Exercise goal
The answer must be the lines from the one containing "Point to the black plastic" through the last line of the data below, copied exactly, with nothing else.

Extracted material

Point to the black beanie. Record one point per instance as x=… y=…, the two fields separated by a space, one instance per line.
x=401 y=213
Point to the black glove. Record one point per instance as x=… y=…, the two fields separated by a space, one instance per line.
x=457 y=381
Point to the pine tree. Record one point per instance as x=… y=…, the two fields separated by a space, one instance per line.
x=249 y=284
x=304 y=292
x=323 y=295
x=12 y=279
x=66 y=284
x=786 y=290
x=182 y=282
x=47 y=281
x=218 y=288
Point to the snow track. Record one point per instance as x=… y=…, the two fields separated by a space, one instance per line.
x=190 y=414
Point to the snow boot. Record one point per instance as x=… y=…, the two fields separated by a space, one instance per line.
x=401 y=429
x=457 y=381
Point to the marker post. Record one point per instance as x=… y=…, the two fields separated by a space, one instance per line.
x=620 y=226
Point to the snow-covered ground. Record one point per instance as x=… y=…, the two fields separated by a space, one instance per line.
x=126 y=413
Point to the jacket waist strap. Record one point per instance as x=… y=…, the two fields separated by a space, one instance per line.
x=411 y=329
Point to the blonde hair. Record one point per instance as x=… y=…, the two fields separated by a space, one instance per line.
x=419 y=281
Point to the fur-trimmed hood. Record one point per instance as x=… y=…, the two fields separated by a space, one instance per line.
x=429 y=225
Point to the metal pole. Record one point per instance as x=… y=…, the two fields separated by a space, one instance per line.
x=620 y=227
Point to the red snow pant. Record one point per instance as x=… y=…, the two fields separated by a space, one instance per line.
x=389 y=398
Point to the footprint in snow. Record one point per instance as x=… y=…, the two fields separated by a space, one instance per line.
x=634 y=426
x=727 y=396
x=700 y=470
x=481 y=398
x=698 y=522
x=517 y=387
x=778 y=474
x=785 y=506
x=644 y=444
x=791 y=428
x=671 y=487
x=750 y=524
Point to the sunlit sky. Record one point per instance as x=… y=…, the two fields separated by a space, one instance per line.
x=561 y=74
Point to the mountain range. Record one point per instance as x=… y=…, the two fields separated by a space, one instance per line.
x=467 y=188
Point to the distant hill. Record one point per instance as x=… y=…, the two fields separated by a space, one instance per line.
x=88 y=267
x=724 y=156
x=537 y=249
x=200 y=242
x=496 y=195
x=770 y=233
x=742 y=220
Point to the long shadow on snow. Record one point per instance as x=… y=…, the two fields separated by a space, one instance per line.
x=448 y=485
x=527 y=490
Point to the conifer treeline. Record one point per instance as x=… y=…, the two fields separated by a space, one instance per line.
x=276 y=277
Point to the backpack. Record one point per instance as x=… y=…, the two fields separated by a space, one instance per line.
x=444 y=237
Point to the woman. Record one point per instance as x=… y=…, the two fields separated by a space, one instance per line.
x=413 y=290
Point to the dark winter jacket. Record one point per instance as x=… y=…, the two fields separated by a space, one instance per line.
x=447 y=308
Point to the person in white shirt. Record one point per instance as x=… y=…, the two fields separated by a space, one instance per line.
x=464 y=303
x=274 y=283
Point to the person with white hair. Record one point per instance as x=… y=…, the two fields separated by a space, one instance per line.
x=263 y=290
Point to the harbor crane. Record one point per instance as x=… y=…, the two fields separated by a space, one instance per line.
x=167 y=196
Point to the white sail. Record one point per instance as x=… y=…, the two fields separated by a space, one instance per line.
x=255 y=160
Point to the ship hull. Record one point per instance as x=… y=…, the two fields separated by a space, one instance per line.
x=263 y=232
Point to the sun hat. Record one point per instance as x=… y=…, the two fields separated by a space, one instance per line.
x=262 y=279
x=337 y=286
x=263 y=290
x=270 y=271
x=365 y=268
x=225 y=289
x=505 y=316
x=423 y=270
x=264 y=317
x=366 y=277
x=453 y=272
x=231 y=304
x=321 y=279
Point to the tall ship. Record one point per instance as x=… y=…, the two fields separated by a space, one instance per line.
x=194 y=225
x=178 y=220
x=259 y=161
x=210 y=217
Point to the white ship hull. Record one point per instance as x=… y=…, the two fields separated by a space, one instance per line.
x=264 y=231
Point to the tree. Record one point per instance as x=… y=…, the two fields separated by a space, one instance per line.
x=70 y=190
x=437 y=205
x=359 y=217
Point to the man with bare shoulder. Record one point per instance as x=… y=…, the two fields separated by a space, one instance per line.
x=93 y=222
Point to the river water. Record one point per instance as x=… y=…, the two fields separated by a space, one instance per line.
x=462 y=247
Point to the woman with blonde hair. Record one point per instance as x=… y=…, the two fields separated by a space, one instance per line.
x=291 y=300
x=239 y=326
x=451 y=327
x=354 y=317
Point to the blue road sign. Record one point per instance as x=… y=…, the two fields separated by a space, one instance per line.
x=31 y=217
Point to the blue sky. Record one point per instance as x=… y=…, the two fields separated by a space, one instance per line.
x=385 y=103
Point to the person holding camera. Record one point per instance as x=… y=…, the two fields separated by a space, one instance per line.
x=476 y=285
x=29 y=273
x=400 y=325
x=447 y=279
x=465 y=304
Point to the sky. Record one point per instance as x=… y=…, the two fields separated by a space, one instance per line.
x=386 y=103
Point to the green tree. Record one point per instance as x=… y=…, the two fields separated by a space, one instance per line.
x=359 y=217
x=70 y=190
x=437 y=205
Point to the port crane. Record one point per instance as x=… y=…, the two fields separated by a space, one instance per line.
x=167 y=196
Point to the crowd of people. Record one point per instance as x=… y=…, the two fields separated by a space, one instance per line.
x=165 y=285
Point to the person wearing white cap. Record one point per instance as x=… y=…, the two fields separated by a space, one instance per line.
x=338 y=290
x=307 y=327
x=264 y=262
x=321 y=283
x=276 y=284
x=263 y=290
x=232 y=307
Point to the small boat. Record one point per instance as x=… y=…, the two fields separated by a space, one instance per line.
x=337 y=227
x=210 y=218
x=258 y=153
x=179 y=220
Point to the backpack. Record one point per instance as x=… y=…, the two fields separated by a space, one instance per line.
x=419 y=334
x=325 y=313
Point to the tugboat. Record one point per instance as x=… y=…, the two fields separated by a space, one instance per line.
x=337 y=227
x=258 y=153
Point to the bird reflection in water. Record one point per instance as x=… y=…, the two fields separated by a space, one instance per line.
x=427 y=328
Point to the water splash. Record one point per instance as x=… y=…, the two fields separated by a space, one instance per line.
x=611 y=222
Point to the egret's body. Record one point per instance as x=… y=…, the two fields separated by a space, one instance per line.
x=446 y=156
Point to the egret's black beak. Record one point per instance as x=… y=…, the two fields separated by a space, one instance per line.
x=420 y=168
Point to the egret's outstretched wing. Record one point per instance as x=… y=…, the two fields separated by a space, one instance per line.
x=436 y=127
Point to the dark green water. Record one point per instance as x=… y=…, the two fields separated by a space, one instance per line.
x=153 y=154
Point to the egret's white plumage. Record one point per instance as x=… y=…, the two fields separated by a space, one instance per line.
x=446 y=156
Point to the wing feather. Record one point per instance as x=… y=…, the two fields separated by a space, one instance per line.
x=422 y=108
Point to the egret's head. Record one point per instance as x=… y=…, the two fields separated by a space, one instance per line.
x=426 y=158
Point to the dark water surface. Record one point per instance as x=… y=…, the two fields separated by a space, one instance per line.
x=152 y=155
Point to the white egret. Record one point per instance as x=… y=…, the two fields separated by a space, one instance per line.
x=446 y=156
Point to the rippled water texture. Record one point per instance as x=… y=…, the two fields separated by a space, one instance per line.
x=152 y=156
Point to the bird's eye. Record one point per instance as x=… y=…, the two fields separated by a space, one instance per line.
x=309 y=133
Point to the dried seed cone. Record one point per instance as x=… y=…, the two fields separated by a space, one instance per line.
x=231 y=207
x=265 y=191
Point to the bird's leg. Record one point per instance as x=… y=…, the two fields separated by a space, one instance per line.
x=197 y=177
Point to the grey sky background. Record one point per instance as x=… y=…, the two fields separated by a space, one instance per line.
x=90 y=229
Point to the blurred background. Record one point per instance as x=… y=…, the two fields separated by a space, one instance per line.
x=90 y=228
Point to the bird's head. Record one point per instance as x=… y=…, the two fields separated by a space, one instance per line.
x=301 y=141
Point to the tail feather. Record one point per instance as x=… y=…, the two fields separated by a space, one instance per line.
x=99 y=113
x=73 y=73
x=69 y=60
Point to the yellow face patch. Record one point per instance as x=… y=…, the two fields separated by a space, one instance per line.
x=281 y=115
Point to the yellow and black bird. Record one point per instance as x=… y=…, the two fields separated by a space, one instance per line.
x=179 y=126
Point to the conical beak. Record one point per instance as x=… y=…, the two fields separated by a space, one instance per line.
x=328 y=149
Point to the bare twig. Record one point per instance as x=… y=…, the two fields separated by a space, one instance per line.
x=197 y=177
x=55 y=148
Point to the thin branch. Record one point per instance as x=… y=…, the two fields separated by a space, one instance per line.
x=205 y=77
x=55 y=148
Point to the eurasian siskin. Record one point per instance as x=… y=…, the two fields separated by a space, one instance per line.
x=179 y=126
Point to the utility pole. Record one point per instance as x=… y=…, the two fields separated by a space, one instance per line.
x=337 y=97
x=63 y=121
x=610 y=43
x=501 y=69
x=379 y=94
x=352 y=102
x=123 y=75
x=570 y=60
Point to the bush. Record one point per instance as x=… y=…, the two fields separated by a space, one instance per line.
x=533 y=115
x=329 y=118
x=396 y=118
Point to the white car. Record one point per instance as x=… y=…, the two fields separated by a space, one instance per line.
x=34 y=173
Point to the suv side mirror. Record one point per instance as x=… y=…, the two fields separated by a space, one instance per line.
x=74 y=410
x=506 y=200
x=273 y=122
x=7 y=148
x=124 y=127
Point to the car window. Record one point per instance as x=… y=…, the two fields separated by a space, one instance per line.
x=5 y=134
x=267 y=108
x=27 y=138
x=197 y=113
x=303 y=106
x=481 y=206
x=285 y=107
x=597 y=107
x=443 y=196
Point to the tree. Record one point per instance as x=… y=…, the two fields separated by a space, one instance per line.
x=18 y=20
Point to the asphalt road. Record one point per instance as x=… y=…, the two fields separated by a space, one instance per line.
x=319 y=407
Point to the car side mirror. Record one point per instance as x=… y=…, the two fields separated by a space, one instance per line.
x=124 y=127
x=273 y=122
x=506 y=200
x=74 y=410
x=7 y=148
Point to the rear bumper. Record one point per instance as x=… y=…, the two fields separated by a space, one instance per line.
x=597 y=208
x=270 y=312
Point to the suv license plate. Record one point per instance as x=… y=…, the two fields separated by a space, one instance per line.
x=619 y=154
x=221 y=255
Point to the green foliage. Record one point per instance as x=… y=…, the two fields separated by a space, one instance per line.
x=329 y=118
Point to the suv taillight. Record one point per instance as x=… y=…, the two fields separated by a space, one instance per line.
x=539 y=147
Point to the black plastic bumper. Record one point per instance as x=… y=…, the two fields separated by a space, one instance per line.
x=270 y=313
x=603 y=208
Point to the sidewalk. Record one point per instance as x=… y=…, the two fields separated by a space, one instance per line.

Task output
Point to the black plastic bumper. Record one point per instance as x=… y=…, the two fields separated by a space, one instance per line.
x=270 y=313
x=603 y=208
Point to the sidewalk. Record one point per instance as x=… y=…, the two fields separated by a space, one instance per line.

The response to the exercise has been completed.